→ **Data rows**:
####################
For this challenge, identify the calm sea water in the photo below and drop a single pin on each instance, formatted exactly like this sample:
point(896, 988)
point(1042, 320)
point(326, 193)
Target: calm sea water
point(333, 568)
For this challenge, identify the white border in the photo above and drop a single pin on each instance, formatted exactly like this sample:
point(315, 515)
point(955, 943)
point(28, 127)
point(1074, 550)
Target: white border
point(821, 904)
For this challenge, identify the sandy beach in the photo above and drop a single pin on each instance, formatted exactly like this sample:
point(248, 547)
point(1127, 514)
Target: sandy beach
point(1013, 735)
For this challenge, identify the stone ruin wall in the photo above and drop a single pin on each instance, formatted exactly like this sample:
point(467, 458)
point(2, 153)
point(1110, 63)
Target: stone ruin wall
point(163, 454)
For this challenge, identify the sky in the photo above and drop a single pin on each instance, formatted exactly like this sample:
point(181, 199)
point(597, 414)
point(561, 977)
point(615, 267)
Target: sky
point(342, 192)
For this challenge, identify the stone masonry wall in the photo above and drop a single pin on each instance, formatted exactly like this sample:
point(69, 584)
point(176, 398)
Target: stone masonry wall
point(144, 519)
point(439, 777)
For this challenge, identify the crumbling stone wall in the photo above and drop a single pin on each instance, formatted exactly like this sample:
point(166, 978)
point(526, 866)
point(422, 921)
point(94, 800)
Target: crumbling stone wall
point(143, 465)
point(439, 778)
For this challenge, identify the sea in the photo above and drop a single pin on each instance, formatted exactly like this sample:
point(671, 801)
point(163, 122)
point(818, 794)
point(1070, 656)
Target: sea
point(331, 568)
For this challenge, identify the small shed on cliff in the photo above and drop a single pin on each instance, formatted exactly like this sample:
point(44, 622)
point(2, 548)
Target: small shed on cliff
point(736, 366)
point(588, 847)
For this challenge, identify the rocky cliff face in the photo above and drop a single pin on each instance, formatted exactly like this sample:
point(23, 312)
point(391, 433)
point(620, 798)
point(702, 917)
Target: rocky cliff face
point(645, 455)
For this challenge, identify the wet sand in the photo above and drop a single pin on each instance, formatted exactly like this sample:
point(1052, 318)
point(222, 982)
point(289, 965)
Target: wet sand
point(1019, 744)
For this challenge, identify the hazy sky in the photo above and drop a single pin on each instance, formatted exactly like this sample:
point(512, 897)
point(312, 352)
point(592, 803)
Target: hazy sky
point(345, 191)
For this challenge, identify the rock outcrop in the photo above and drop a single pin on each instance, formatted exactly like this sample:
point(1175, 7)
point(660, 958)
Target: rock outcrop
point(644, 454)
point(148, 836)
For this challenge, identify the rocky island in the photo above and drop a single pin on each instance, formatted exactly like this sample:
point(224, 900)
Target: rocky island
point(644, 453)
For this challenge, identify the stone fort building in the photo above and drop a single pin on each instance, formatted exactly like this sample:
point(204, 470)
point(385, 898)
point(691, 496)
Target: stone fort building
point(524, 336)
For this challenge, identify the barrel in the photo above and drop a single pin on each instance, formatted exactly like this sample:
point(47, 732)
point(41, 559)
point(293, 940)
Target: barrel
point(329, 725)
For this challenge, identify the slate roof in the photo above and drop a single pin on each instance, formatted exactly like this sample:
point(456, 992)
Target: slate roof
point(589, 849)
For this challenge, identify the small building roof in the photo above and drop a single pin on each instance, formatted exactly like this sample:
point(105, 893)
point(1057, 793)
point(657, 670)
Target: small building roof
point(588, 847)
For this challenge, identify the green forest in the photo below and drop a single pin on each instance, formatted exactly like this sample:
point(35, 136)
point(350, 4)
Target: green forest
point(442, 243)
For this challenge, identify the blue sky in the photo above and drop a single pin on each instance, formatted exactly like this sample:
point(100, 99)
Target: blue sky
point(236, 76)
####################
→ **Given exercise**: Write out all of the rows above again, word for word, leaving nothing out and changing nothing.

→ **Task solution**:
For this challenge, identify the calm sea water in the photo below and drop a single pin on each instance, formatted exactly like this sample:
point(896, 988)
point(1042, 320)
point(326, 193)
Target: calm sea water
point(333, 568)
For this challenge, identify the white border in the photo above and drop a single pin on each instance, formatted exactly like this sample:
point(315, 515)
point(955, 943)
point(28, 127)
point(1074, 550)
Target: white border
point(821, 904)
For this challenge, identify the sandy beach in the photo above and drop a single pin on each instance, formatted exactly like this sample:
point(248, 547)
point(1127, 514)
Target: sandy beach
point(1013, 735)
For this challenge, identify the stone ruin wall in the photo above and drop a single pin on each instance, formatted exactly like this sample:
point(467, 458)
point(2, 153)
point(1110, 63)
Target: stone ruin wall
point(163, 454)
For this challenge, identify the sky in the photo above and drop a single pin on each instance, formatted exactly like this sample:
point(181, 199)
point(597, 414)
point(561, 977)
point(615, 267)
Target: sky
point(342, 192)
For this challenge, identify the stone masonry wall in the photo above and drop a single pin on each instance, formatted exactly like this sample:
point(69, 584)
point(176, 398)
Target: stone masonry wall
point(144, 519)
point(439, 777)
For this challenge, identify the crumbling stone wall in the photo above and drop a single pin on each instance, formatted exactly like this sample:
point(166, 978)
point(526, 866)
point(422, 921)
point(94, 800)
Target: crumbling stone wall
point(143, 465)
point(439, 778)
For this challenge, identify the sea in the photo above and drop a single pin on each instance, formatted exactly like this sample:
point(671, 801)
point(163, 122)
point(818, 794)
point(1070, 656)
Target: sea
point(331, 568)
For this challenge, identify the small shed on cliff in the photo above and drop a single pin on each instance, formatted exactly like this sample:
point(44, 622)
point(2, 548)
Target: small shed on cliff
point(736, 366)
point(588, 847)
For this challenge, identify the rocky cliff face in the photo above and drop a single pin on each instance, formatted exactly like this sample:
point(23, 312)
point(391, 433)
point(620, 798)
point(702, 917)
Target: rocky cliff face
point(645, 455)
For this challenge, identify the wet sand in the photo above and drop a single pin on each instance, formatted exactly like this sample:
point(1052, 318)
point(222, 982)
point(289, 965)
Target: wet sand
point(1019, 744)
For this challenge, identify the hazy sky in the photo above and drop a single pin on each instance, formatted exactly like this sample:
point(512, 897)
point(312, 352)
point(592, 803)
Target: hazy sky
point(345, 191)
For this challenge, identify the rock outcrop in the photo above and drop a single pin on each instance, formatted exactly like this sample:
point(1175, 7)
point(660, 958)
Target: rock outcrop
point(644, 454)
point(148, 836)
For this challenge, identify the rocky island in the photo above and drop a single pin on each instance, formatted exactly like this sample:
point(224, 900)
Target: rocky island
point(644, 453)
For this challenge, identify the stone fort building in the photo above and drop a single pin on each instance, formatted exactly like this sample:
point(204, 470)
point(385, 898)
point(691, 496)
Target: stone fort building
point(524, 336)
For this challenge, identify the barrel in the photo above and drop a single pin on each instance, formatted exactly like this sample:
point(47, 732)
point(41, 559)
point(293, 940)
Target: barrel
point(329, 725)
For this challenge, identify the slate roof in the photo above and drop a single pin on each instance, formatted exactly like this sample:
point(456, 992)
Target: slate roof
point(589, 849)
For this challenge, identify the small building roof in the photo above and drop a single pin on each instance, formatted exactly like this sample:
point(105, 893)
point(1057, 793)
point(657, 670)
Target: small building roof
point(588, 847)
For this challenge, identify the green forest in the photo below and drop a single pin on each instance, formatted exactly like this sample:
point(35, 136)
point(350, 4)
Target: green forest
point(442, 243)
For this challenge, identify the blue sky in the photo above and drop a single pin on each instance, formatted exactly like this sample:
point(100, 99)
Target: blue sky
point(236, 76)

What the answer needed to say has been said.